▶ PASSAGE

Dear Meta: An Open Letter From Direct Response Advertisers

Dear Facebook, err, I mean, Meta. Wait, can I still call you Facebook?

For years you helped us as advertisers build brands and agencies, but lately it feels like you don’t care at all. I understand that you think the Metaverse is great, and look, if you end up convincing folks to live primarily in an alternate universe, that’s fantastic news for you. But that doesn’t help businesses and marketers now. We need your help ASAP.

I run a membership of 300+ social advertisers who’ve spent billions on your platform. We are a diverse group of business/agency owners, consultants, freelancers, and creatives spanning various industries and verticals from dozens of countries around the world. In short, I have a pretty good idea of what’s going on in the FB/IG ads world. And it’s not pretty.

We’re mainly a group of direct-response advertisers - meaning we spend a dollar and need to make that dollar back within a reasonable timeframe. It’s important to note this group is very different from app-advertisers and those who are only running reach campaigns, or driving traffic. We’re a different breed because we need to prove sales and revenue.

We want this relationship to work. To that end, here are a few suggestions that can correct various issues and improve communication over the coming year and beyond. These suggestions come from a place of love and in the spirit of collaboration.

Create agency and brand councils of truly diverse businesses, not just the biggest spenders, and really LISTEN.

We’re the tactical advertisers clicking the buttons and pulling the levers. Why can’t we speak to you directly? Facilitate this conversation and make it public. Heck, have your ads executives go on a listening tour and just hear our concerns and take our feedback seriously. We are your biggest assets. Just by listening and showing action on challenges, possible improvements, and how we think you could work better for SMBs and agencies would go a long way to repairing our relationship.

These councils shouldn't just be made up of folks who hold the biggest purse strings. We understand that you have to cater to the CMO's of giant brands and agencies, but they're not the ones in the weeds like we are. They don’t use the tools; they very rarely get their hands dirty.

Fess up to technical errors (and their severity) quickly.

When ads platform errors occur, an advertiser normally checks the Foxwell Founders membership group discussion and/or Twitter and just tries to see what support or that person’s Meta rep says. Then if you just so happen to have two hours wide open you can sit on support chat and explain the error to someone who literally doesn’t understand what you’re trying to do, who says they’ll follow up which they do sometimes 3-21 days later. It's often then followed up by someone else who doesn't understand, doesn't believe us, and we have to explain the situation all over again. This can repeat infinitely. Good times!

▶ SUPPLIED MATERIAL
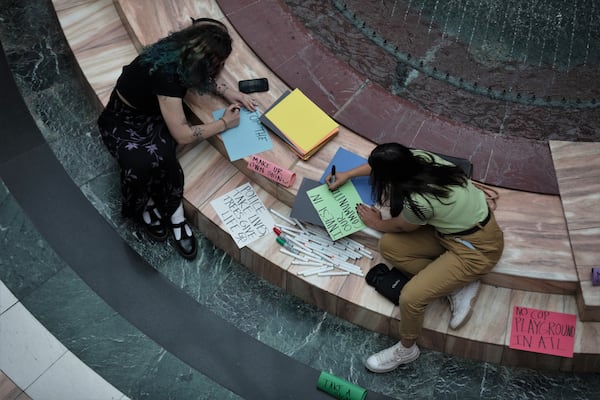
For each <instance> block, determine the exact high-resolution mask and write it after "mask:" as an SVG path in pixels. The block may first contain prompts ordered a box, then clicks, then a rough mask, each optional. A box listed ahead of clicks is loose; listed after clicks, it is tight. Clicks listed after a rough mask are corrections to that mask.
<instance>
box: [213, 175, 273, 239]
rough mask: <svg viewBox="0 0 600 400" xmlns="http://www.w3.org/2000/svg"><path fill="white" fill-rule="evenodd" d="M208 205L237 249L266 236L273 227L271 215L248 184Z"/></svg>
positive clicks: (240, 187)
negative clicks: (226, 229) (213, 211)
mask: <svg viewBox="0 0 600 400" xmlns="http://www.w3.org/2000/svg"><path fill="white" fill-rule="evenodd" d="M210 205H211V206H213V208H214V209H215V210H216V211H217V214H218V215H219V218H221V221H223V223H224V224H225V228H227V231H228V232H229V234H230V235H231V237H232V238H233V240H234V241H235V243H236V244H237V246H238V247H239V248H242V247H244V246H246V245H248V244H249V243H252V242H253V241H255V240H258V239H260V238H262V237H264V236H266V235H267V234H269V233H270V232H271V228H272V227H273V225H275V222H274V221H273V217H271V213H270V212H269V210H268V209H267V208H266V207H265V205H264V204H263V202H262V201H261V200H260V198H259V197H258V195H257V194H256V192H255V191H254V189H253V188H252V186H251V185H250V184H249V183H246V184H245V185H242V186H239V187H238V188H236V189H234V190H232V191H231V192H229V193H227V194H225V195H224V196H221V197H219V198H218V199H215V200H213V201H211V202H210Z"/></svg>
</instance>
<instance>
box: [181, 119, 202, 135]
mask: <svg viewBox="0 0 600 400" xmlns="http://www.w3.org/2000/svg"><path fill="white" fill-rule="evenodd" d="M185 124H186V125H187V126H189V127H190V129H191V130H192V136H193V137H194V139H198V138H200V139H204V138H205V135H204V134H205V133H206V131H205V129H204V126H201V125H192V124H191V123H190V122H189V121H185Z"/></svg>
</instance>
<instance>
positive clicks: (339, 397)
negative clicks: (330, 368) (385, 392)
mask: <svg viewBox="0 0 600 400" xmlns="http://www.w3.org/2000/svg"><path fill="white" fill-rule="evenodd" d="M317 388H319V389H320V390H322V391H324V392H325V393H328V394H330V395H331V396H333V397H335V398H336V399H339V400H364V398H365V397H366V396H367V390H366V389H364V388H362V387H360V386H358V385H355V384H353V383H350V382H348V381H345V380H343V379H342V378H339V377H337V376H335V375H331V374H329V373H327V372H325V371H322V372H321V375H319V380H318V381H317Z"/></svg>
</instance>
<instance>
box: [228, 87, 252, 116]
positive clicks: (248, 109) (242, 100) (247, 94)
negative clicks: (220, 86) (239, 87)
mask: <svg viewBox="0 0 600 400" xmlns="http://www.w3.org/2000/svg"><path fill="white" fill-rule="evenodd" d="M223 97H225V99H227V101H229V102H230V103H232V104H233V103H237V104H240V105H242V106H244V107H245V108H246V109H248V110H249V111H254V110H256V100H255V99H254V98H253V97H252V96H250V95H249V94H246V93H242V92H240V91H238V90H235V89H231V88H228V89H227V90H225V93H223Z"/></svg>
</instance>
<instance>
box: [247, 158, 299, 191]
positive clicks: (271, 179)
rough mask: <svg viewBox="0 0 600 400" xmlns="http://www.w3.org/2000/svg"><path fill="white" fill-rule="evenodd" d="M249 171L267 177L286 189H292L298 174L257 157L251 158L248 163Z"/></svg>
mask: <svg viewBox="0 0 600 400" xmlns="http://www.w3.org/2000/svg"><path fill="white" fill-rule="evenodd" d="M248 169H249V170H251V171H254V172H256V173H257V174H261V175H262V176H265V177H267V178H268V179H270V180H272V181H274V182H277V183H279V184H281V185H283V186H285V187H290V186H292V184H293V183H294V180H295V179H296V174H295V173H293V172H292V171H290V170H288V169H285V168H282V167H280V166H278V165H275V164H273V163H272V162H270V161H267V160H265V159H264V158H262V157H259V156H257V155H252V156H250V160H249V161H248Z"/></svg>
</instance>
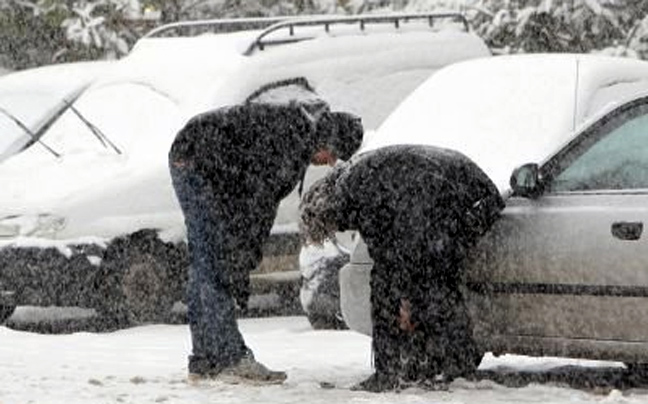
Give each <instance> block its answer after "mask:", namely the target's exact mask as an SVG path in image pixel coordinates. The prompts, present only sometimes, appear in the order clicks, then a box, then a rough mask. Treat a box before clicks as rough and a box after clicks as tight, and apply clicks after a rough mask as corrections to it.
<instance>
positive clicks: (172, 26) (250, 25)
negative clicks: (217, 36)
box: [143, 17, 294, 38]
mask: <svg viewBox="0 0 648 404" xmlns="http://www.w3.org/2000/svg"><path fill="white" fill-rule="evenodd" d="M289 18H294V17H259V18H229V19H213V20H194V21H180V22H173V23H170V24H164V25H161V26H159V27H157V28H154V29H152V30H151V31H149V32H147V33H146V34H145V35H144V36H143V38H155V37H164V36H188V35H197V34H203V33H205V32H214V33H225V32H236V31H246V30H253V29H264V28H267V27H270V26H272V25H273V24H276V23H279V22H281V21H285V20H286V19H289Z"/></svg>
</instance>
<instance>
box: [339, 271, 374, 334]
mask: <svg viewBox="0 0 648 404" xmlns="http://www.w3.org/2000/svg"><path fill="white" fill-rule="evenodd" d="M371 267H372V264H371V263H362V264H358V263H349V264H347V265H345V266H343V267H342V269H341V270H340V309H341V310H342V317H343V318H344V321H345V323H346V324H347V326H348V327H349V328H350V329H352V330H353V331H357V332H359V333H361V334H365V335H371V330H372V322H371V301H370V296H371V288H370V282H369V280H370V277H371Z"/></svg>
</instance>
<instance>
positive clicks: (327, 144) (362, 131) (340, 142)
mask: <svg viewBox="0 0 648 404" xmlns="http://www.w3.org/2000/svg"><path fill="white" fill-rule="evenodd" d="M317 131H318V132H320V136H322V138H323V139H326V140H325V141H324V142H325V144H326V146H327V147H330V148H331V151H332V152H333V153H334V154H335V155H336V156H337V157H338V158H339V159H341V160H345V161H346V160H349V159H350V158H351V156H352V155H353V154H354V153H355V152H356V151H358V149H359V148H360V145H361V144H362V136H363V135H364V129H363V127H362V120H361V119H360V117H358V116H356V115H353V114H350V113H348V112H331V113H329V114H326V115H325V116H322V118H320V120H319V121H318V122H317Z"/></svg>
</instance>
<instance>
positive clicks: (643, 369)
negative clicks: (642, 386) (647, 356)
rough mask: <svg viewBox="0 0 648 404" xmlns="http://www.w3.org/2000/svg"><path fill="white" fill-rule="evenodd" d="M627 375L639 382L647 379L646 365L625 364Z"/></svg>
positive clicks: (633, 363)
mask: <svg viewBox="0 0 648 404" xmlns="http://www.w3.org/2000/svg"><path fill="white" fill-rule="evenodd" d="M625 366H626V368H627V369H628V373H629V374H630V375H631V376H633V377H636V378H639V379H640V380H647V379H648V363H645V362H631V363H625Z"/></svg>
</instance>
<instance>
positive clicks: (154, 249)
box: [94, 232, 175, 324]
mask: <svg viewBox="0 0 648 404" xmlns="http://www.w3.org/2000/svg"><path fill="white" fill-rule="evenodd" d="M125 240H128V241H125V242H122V241H121V240H119V241H117V242H116V243H114V244H113V245H112V246H111V247H109V249H108V250H107V252H106V257H105V258H104V262H103V263H102V265H101V268H100V270H99V271H98V274H97V279H96V280H95V281H94V286H95V288H96V290H97V292H98V293H97V294H96V295H97V299H96V300H95V302H96V303H95V305H94V306H95V307H96V309H97V310H98V311H99V314H100V315H102V316H105V317H108V318H109V319H111V320H113V321H115V322H117V323H122V322H126V323H129V324H132V323H135V324H138V323H150V322H161V321H166V320H167V318H169V316H170V315H171V309H172V307H173V303H174V300H175V299H174V298H173V296H174V293H173V291H172V290H171V287H170V285H172V284H173V282H171V279H170V278H171V276H170V272H171V270H170V264H169V262H168V259H167V258H168V256H167V254H166V250H165V248H164V244H163V243H162V242H161V241H160V240H159V239H157V236H155V235H151V234H148V233H142V232H139V233H135V234H134V235H132V236H131V237H129V238H127V239H125Z"/></svg>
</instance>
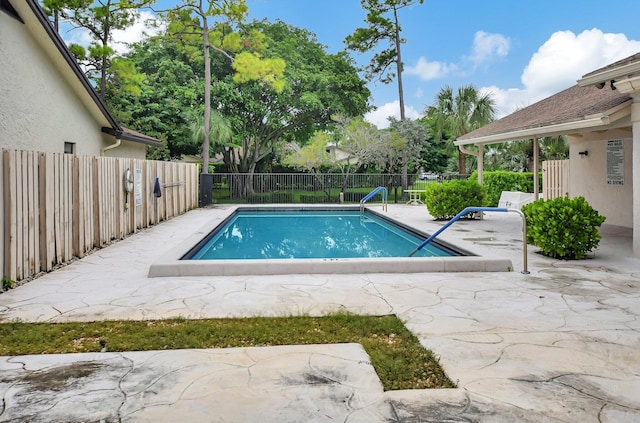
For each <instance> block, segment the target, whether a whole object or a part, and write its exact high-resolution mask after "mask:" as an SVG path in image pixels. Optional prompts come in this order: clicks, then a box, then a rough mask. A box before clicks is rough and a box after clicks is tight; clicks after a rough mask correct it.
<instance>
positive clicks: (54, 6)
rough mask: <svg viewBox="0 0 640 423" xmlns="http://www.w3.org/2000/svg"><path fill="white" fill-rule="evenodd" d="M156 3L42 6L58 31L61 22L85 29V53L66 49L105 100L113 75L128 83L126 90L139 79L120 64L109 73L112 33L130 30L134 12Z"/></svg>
mask: <svg viewBox="0 0 640 423" xmlns="http://www.w3.org/2000/svg"><path fill="white" fill-rule="evenodd" d="M155 1H156V0H45V1H44V3H43V5H44V6H45V10H46V11H47V12H48V13H49V14H50V16H51V18H52V20H53V24H54V26H55V27H56V29H58V25H59V20H60V19H64V20H65V21H67V22H69V23H70V24H71V25H72V26H73V27H74V28H78V29H84V30H86V31H87V32H88V34H89V36H90V37H91V44H90V45H89V48H88V49H85V47H84V46H81V45H79V44H71V45H70V46H69V49H70V50H71V52H72V53H73V54H74V55H75V56H76V58H77V60H78V61H79V62H80V63H81V64H82V65H84V67H85V69H86V72H87V75H88V76H89V77H90V78H92V79H93V80H95V81H96V85H97V87H98V94H99V95H100V97H101V98H102V99H103V100H104V99H105V98H106V93H107V79H108V77H109V75H110V72H111V73H112V74H115V75H118V77H119V78H120V79H122V80H128V83H127V88H128V89H133V90H134V91H135V90H137V89H138V85H139V82H140V80H141V78H142V76H140V75H139V74H137V72H135V69H134V68H131V66H127V65H125V64H124V63H123V62H122V61H120V63H117V66H116V67H115V68H113V69H112V65H113V62H112V59H113V56H114V55H115V50H114V48H113V31H115V30H123V29H126V28H129V27H130V26H131V25H133V24H134V23H135V20H136V16H137V11H138V9H140V8H143V7H148V6H150V5H152V4H153V3H155Z"/></svg>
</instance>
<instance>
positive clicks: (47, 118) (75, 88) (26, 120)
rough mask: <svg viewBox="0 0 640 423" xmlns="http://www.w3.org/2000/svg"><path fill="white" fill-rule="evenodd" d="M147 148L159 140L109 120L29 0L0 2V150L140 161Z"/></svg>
mask: <svg viewBox="0 0 640 423" xmlns="http://www.w3.org/2000/svg"><path fill="white" fill-rule="evenodd" d="M147 145H151V146H161V145H162V143H161V142H160V141H159V140H157V139H154V138H151V137H148V136H146V135H144V134H141V133H139V132H136V131H132V130H129V129H126V128H123V127H122V126H121V125H120V124H119V123H118V122H117V121H116V119H115V118H114V116H113V115H112V114H111V113H110V112H109V110H108V109H107V107H106V105H105V104H104V102H103V101H102V100H101V99H100V97H98V95H97V94H96V92H95V90H94V89H93V87H92V85H91V83H90V82H89V80H88V79H87V78H86V76H85V75H84V73H83V72H82V70H81V69H80V67H79V66H78V64H77V63H76V61H75V59H74V57H73V56H72V54H71V52H70V51H69V50H68V48H67V47H66V45H65V43H64V41H63V40H62V39H61V38H60V36H59V35H58V33H57V32H56V31H55V30H54V28H53V27H52V25H51V24H50V23H49V21H48V19H47V16H46V15H45V13H44V12H43V10H42V9H41V7H40V6H39V4H38V1H37V0H0V149H7V150H29V151H38V152H45V153H61V154H62V153H69V154H75V155H82V156H112V157H127V158H134V159H144V158H145V153H146V147H147ZM4 174H5V169H4V168H3V159H2V158H0V181H2V182H3V184H0V186H3V185H4V181H3V176H2V175H4ZM1 189H2V188H0V190H1ZM4 197H5V196H4V195H2V194H1V193H0V219H2V220H3V222H5V224H3V225H0V240H4V239H5V232H7V231H6V229H5V225H6V224H7V223H6V220H5V204H4ZM4 253H6V251H3V254H0V269H4V260H5V257H4Z"/></svg>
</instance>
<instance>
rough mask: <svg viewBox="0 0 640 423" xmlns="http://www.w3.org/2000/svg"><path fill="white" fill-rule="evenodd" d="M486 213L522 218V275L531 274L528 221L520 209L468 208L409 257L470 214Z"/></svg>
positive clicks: (470, 207)
mask: <svg viewBox="0 0 640 423" xmlns="http://www.w3.org/2000/svg"><path fill="white" fill-rule="evenodd" d="M485 211H486V212H501V213H506V212H513V213H517V214H518V215H520V217H521V218H522V254H523V265H524V270H522V272H521V273H523V274H529V271H528V270H527V219H526V218H525V217H524V214H523V213H522V212H521V211H520V210H518V209H508V208H504V207H466V208H465V209H464V210H462V211H461V212H460V213H458V214H457V215H455V216H454V217H453V218H452V219H451V220H450V221H448V222H447V224H446V225H444V226H443V227H442V228H440V229H438V230H437V231H436V232H435V233H434V234H433V235H431V236H430V237H429V238H427V239H426V240H425V241H424V242H423V243H422V244H420V245H418V246H417V247H416V248H415V249H414V250H413V251H412V252H411V253H409V257H413V255H414V254H415V253H417V252H418V251H420V250H421V249H422V248H423V247H424V246H425V245H427V244H429V243H430V242H431V241H433V240H434V239H435V238H436V237H437V236H438V235H440V234H441V233H442V232H443V231H444V230H445V229H447V228H448V227H449V226H451V225H453V224H454V223H455V222H457V221H458V220H459V219H460V218H461V217H462V216H464V215H466V214H469V213H478V212H485Z"/></svg>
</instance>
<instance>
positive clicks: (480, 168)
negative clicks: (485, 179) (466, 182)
mask: <svg viewBox="0 0 640 423" xmlns="http://www.w3.org/2000/svg"><path fill="white" fill-rule="evenodd" d="M483 172H484V144H478V183H479V184H480V185H482V184H483V183H484V176H483Z"/></svg>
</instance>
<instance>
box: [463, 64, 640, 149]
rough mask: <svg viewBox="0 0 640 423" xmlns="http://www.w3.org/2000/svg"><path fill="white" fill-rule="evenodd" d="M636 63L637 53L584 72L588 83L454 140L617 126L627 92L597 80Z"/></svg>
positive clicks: (465, 141)
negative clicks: (604, 66)
mask: <svg viewBox="0 0 640 423" xmlns="http://www.w3.org/2000/svg"><path fill="white" fill-rule="evenodd" d="M636 65H640V53H639V54H636V55H633V56H630V57H628V58H626V59H623V60H621V61H619V62H616V63H612V64H611V65H608V66H606V67H604V68H601V69H598V70H596V71H593V72H591V73H589V74H587V75H585V76H584V77H583V80H585V78H589V79H586V80H587V81H591V82H590V83H589V84H588V85H587V84H580V83H579V84H577V85H574V86H573V87H571V88H567V89H566V90H564V91H561V92H559V93H557V94H555V95H553V96H551V97H548V98H546V99H544V100H541V101H539V102H537V103H535V104H532V105H531V106H528V107H525V108H523V109H520V110H518V111H516V112H514V113H512V114H510V115H508V116H505V117H503V118H502V119H499V120H496V121H494V122H491V123H489V124H487V125H485V126H483V127H482V128H479V129H476V130H475V131H472V132H469V133H468V134H465V135H463V136H461V137H460V138H458V140H457V141H456V142H455V144H456V145H468V144H493V143H499V142H506V141H514V140H520V139H527V138H533V137H545V136H557V135H562V134H568V133H572V132H580V131H586V130H601V129H607V128H614V127H618V126H620V125H621V119H622V118H623V117H625V116H628V115H629V113H630V105H631V103H632V99H631V96H630V95H629V94H623V93H621V92H620V91H619V90H615V89H611V87H610V86H607V87H604V85H603V84H599V82H603V81H607V82H609V80H610V78H612V77H614V75H617V76H615V77H622V76H627V75H629V74H631V73H633V72H635V66H636ZM596 75H598V76H597V77H595V76H596ZM603 77H604V79H603ZM581 81H582V80H581Z"/></svg>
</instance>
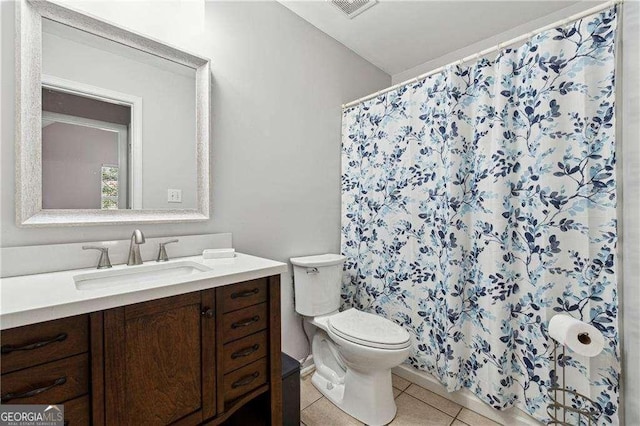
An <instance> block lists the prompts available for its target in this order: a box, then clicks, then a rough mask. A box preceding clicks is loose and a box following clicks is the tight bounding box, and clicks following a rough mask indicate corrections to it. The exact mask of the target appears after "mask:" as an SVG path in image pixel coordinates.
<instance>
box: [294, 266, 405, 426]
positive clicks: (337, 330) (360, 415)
mask: <svg viewBox="0 0 640 426" xmlns="http://www.w3.org/2000/svg"><path fill="white" fill-rule="evenodd" d="M344 261H345V257H344V256H340V255H337V254H323V255H318V256H307V257H295V258H292V259H291V263H292V264H293V275H294V288H295V307H296V312H298V313H299V314H300V315H303V316H304V317H305V320H306V321H308V322H310V323H311V324H313V325H314V326H316V327H317V331H316V333H315V334H314V336H313V342H312V353H313V361H314V363H315V366H316V371H315V373H314V374H313V377H312V379H311V381H312V382H313V384H314V385H315V387H316V388H318V390H319V391H320V392H322V394H323V395H324V396H326V397H327V398H328V399H329V400H330V401H331V402H333V403H334V404H335V405H337V406H338V407H339V408H340V409H342V410H343V411H345V412H346V413H347V414H349V415H351V416H352V417H355V418H356V419H358V420H360V421H361V422H363V423H365V424H367V425H371V426H377V425H384V424H387V423H389V422H391V420H393V418H394V417H395V415H396V403H395V401H394V399H393V391H392V387H391V368H393V367H395V366H397V365H400V364H401V363H402V362H403V361H404V360H405V359H407V357H408V356H409V353H410V350H411V342H410V340H409V337H410V336H409V333H408V332H407V331H406V330H405V329H404V328H402V327H400V326H399V325H397V324H395V323H394V322H392V321H389V320H388V319H386V318H383V317H380V316H378V315H374V314H370V313H366V312H361V311H358V310H356V309H348V310H346V311H343V312H339V311H338V308H339V307H340V291H341V278H342V265H343V263H344Z"/></svg>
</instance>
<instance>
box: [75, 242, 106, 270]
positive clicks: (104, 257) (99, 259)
mask: <svg viewBox="0 0 640 426" xmlns="http://www.w3.org/2000/svg"><path fill="white" fill-rule="evenodd" d="M82 250H100V259H98V269H105V268H111V259H109V247H98V246H82Z"/></svg>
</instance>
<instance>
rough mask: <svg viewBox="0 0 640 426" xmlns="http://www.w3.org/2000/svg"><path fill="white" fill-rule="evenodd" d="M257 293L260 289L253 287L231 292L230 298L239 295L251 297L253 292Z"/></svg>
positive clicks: (241, 296) (238, 295) (239, 295)
mask: <svg viewBox="0 0 640 426" xmlns="http://www.w3.org/2000/svg"><path fill="white" fill-rule="evenodd" d="M258 293H260V289H259V288H254V289H253V290H247V291H239V292H237V293H231V298H232V299H237V298H239V297H251V296H253V295H254V294H258Z"/></svg>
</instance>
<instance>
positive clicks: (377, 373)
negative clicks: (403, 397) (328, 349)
mask: <svg viewBox="0 0 640 426" xmlns="http://www.w3.org/2000/svg"><path fill="white" fill-rule="evenodd" d="M311 382H312V383H313V385H314V386H315V387H316V388H317V389H318V390H319V391H320V393H322V394H323V395H324V396H325V397H326V398H327V399H328V400H329V401H331V402H332V403H333V404H334V405H336V406H337V407H338V408H340V409H341V410H342V411H344V412H345V413H347V414H349V415H350V416H351V417H354V418H356V419H358V420H360V421H361V422H363V423H365V424H367V425H369V426H381V425H386V424H388V423H390V422H391V421H392V420H393V418H394V417H395V416H396V411H397V408H396V403H395V400H394V399H393V388H392V386H391V370H382V371H377V372H374V373H371V372H367V373H366V374H363V373H360V372H358V371H355V370H353V369H351V368H348V369H347V372H346V375H345V379H344V384H340V383H333V382H331V381H330V380H328V379H327V378H325V377H324V376H323V375H322V374H320V373H319V372H318V371H316V372H315V373H313V376H312V378H311Z"/></svg>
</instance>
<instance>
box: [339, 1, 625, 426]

▶ TASK SET
- a) Reproduce everything in the open letter to Meta from "For years you" down to "your help ASAP.".
- b) In the open letter to Meta, how many social advertisers does the writer's membership include?

▶ ANSWERS FOR THE TASKS
- a)
For years you helped us as advertisers build brands and agencies, but lately it feels like you don’t care at all. I understand that you think the Metaverse is great, and look, if you end up convincing folks to live primarily in an alternate universe, that’s fantastic news for you. But that doesn’t help businesses and marketers now. We need your help ASAP.

- b) More than 300.